- [Activity] Please find every line in the entries below that contains the string "semi", and copy it.

- [Data listing]
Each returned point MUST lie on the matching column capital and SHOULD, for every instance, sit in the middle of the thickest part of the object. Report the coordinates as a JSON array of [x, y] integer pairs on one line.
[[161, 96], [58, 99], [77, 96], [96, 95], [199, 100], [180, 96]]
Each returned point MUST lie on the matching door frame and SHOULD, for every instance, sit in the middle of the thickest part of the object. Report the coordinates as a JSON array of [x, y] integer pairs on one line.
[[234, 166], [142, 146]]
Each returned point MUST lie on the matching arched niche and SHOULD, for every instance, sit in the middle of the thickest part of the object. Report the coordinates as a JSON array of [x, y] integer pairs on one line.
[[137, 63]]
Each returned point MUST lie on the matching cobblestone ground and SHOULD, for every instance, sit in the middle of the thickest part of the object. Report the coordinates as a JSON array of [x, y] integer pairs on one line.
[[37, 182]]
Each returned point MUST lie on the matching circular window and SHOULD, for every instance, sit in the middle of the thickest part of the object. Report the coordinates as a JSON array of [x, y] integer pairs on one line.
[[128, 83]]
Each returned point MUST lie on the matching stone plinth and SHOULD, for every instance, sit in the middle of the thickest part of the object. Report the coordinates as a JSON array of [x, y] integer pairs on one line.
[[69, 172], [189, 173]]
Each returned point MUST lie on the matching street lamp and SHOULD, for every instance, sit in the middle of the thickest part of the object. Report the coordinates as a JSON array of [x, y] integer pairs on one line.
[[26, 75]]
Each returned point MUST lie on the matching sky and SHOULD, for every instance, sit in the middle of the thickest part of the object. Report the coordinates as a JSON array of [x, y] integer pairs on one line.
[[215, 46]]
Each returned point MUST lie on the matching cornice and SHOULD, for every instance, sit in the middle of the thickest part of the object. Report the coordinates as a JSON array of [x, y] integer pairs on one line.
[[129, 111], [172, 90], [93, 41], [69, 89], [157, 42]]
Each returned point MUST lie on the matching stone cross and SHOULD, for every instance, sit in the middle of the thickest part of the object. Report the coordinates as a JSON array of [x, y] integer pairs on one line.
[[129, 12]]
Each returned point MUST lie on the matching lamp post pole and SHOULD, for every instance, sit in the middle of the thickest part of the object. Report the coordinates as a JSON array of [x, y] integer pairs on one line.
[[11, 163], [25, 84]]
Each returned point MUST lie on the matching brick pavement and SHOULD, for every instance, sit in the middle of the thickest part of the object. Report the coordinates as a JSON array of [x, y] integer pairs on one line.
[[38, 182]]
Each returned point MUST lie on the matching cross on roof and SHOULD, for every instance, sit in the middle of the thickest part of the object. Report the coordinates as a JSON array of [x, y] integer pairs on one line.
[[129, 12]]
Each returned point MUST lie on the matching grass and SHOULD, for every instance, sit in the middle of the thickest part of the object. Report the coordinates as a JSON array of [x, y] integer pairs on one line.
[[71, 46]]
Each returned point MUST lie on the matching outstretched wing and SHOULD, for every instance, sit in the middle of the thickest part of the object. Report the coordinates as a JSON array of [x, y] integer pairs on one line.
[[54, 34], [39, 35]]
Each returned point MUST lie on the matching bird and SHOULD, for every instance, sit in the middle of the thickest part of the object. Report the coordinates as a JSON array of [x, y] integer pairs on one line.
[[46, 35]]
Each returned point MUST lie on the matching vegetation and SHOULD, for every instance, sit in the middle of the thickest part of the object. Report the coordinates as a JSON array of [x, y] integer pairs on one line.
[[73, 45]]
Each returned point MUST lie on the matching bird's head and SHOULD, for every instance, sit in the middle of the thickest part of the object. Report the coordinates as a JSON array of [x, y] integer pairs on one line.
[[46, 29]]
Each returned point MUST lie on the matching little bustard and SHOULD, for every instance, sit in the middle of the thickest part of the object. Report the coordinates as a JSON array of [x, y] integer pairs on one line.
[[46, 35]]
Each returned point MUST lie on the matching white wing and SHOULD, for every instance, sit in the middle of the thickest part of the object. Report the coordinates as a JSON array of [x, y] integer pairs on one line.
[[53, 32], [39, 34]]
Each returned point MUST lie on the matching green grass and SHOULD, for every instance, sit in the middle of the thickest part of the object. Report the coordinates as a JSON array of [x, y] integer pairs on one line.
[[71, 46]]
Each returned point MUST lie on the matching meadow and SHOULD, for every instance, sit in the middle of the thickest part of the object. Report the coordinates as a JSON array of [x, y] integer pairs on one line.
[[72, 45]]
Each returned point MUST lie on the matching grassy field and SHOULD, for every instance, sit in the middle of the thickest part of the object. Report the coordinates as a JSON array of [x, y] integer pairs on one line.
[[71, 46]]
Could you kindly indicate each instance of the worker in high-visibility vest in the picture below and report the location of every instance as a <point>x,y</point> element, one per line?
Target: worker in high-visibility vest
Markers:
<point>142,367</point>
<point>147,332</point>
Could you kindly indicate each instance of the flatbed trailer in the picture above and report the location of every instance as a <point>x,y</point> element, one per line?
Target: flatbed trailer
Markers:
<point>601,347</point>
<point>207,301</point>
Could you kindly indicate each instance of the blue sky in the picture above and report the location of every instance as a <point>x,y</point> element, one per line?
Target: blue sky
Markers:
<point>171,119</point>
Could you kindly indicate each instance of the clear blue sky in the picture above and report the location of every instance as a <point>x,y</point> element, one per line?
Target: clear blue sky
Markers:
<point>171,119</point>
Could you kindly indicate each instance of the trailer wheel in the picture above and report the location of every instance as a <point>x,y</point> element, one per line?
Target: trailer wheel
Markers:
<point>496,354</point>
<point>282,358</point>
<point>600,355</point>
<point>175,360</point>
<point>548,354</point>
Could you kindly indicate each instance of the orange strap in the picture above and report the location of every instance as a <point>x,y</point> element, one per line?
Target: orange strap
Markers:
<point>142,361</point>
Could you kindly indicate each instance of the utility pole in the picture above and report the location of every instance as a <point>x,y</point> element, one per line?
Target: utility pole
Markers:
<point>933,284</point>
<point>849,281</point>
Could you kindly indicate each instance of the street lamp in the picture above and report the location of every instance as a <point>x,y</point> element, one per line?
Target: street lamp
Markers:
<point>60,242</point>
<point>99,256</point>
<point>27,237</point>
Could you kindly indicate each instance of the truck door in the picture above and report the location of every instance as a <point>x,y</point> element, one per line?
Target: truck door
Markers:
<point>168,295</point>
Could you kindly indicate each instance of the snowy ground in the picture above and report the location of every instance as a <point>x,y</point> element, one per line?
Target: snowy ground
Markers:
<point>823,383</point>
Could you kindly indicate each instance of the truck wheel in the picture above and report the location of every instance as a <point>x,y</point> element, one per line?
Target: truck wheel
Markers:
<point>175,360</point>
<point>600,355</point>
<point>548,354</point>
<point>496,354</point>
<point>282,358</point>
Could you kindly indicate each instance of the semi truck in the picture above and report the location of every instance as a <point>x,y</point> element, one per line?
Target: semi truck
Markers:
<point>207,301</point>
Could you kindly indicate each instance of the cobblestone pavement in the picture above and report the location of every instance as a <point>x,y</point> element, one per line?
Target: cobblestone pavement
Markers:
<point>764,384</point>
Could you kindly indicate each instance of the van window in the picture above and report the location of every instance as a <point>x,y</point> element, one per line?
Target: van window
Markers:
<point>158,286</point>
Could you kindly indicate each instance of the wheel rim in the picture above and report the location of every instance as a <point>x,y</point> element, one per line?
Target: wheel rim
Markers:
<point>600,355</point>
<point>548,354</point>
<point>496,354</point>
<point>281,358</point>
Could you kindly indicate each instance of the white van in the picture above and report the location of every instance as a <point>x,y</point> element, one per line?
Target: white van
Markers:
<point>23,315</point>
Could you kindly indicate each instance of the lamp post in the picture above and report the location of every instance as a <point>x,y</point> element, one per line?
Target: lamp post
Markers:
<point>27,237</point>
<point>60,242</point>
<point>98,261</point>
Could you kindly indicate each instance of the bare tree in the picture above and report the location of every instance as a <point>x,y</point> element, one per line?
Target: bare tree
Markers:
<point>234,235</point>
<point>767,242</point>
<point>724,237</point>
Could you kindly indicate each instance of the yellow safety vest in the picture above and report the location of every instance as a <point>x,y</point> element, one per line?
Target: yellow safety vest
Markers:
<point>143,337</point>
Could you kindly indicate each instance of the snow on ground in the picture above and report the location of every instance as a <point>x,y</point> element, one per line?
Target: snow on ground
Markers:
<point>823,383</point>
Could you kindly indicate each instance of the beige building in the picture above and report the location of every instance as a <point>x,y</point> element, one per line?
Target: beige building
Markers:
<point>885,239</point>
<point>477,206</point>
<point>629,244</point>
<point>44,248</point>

- [Final answer]
Could you kindly indicate each instance of the semi truck in the picture above and report the location of every instance as a <point>x,y</point> element, one per line?
Target: semi truck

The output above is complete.